(RECORDS SUPPLIED):

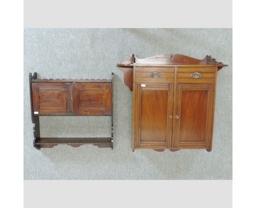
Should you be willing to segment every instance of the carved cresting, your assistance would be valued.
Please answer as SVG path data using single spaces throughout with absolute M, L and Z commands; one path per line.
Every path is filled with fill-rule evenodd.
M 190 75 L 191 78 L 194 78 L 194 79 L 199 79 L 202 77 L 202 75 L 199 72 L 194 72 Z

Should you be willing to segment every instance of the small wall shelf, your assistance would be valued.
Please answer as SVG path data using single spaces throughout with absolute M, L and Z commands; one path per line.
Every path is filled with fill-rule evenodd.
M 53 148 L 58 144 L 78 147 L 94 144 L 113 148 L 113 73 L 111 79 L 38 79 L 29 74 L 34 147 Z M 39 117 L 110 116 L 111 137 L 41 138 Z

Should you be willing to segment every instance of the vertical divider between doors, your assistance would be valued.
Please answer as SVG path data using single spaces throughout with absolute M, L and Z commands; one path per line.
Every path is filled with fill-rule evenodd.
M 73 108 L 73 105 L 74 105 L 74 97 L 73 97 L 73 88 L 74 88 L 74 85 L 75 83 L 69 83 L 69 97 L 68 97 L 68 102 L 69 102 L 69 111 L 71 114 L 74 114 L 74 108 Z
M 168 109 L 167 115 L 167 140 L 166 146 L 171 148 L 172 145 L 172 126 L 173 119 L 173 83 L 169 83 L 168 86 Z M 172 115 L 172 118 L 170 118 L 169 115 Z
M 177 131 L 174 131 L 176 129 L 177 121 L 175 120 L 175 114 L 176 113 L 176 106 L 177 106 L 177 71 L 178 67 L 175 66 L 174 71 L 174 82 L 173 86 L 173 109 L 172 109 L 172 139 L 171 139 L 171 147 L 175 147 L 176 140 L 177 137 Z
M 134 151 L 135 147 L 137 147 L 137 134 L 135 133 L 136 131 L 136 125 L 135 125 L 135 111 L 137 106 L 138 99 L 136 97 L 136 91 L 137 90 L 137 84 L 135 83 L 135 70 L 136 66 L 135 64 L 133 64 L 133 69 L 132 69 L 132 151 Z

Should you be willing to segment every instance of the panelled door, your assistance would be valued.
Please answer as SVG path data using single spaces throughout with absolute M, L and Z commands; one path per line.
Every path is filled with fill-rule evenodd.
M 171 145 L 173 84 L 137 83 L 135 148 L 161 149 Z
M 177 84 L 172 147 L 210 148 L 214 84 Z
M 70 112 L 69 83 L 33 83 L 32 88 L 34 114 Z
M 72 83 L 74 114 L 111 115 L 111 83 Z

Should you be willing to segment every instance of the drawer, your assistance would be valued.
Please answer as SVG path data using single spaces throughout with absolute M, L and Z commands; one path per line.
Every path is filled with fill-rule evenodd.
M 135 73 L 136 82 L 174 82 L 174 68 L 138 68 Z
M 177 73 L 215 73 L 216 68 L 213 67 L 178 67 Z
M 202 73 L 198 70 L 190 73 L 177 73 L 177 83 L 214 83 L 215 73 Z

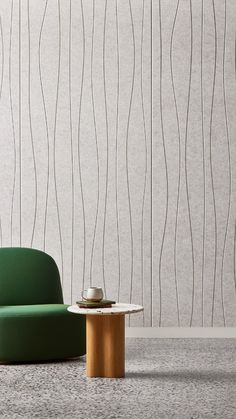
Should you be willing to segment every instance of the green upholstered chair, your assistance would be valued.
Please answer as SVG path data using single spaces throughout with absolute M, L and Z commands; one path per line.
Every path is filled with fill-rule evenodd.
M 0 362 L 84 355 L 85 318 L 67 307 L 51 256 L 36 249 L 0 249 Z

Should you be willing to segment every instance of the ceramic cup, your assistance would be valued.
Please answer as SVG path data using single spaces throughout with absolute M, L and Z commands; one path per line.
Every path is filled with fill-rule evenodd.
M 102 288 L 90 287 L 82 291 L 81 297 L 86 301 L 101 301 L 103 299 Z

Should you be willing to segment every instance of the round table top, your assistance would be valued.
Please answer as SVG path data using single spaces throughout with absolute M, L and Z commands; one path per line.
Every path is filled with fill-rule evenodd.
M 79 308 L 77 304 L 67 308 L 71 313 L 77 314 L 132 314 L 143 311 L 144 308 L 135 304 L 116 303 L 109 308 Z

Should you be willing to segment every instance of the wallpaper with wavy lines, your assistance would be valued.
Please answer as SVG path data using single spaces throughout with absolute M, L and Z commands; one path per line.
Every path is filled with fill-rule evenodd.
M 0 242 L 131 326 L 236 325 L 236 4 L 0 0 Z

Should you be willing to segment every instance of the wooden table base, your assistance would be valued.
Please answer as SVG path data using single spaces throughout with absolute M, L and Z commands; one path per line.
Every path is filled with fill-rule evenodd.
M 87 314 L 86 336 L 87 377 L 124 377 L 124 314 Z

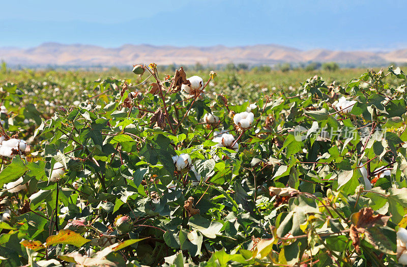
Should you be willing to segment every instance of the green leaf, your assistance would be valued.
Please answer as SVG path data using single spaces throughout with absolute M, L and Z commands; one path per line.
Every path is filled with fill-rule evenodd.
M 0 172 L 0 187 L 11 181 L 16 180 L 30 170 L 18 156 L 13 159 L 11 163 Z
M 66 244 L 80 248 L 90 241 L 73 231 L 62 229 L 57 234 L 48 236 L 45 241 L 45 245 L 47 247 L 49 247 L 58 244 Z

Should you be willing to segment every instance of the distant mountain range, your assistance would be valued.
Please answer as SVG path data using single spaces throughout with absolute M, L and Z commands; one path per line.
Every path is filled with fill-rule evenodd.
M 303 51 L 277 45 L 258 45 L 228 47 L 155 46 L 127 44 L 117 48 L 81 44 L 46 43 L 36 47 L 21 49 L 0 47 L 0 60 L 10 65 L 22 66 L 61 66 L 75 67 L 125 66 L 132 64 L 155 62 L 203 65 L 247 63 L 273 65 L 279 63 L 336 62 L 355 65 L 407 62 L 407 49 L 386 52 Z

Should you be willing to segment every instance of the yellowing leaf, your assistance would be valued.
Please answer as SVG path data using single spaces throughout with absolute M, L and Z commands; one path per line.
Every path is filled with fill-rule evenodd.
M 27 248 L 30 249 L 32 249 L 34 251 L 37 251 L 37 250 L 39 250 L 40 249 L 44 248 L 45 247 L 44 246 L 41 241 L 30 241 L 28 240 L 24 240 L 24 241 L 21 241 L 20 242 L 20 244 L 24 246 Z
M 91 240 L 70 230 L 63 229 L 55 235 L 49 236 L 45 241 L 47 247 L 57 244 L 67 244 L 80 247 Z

(AIM): Extract every line of the records that contains the word "leaf".

(SOLUTION BELOW):
Should you be willing to segment every instance of the green leaf, your assistance would be valued.
Should you be willing to segment every instance of the yellowing leaf, your assistance would be valued.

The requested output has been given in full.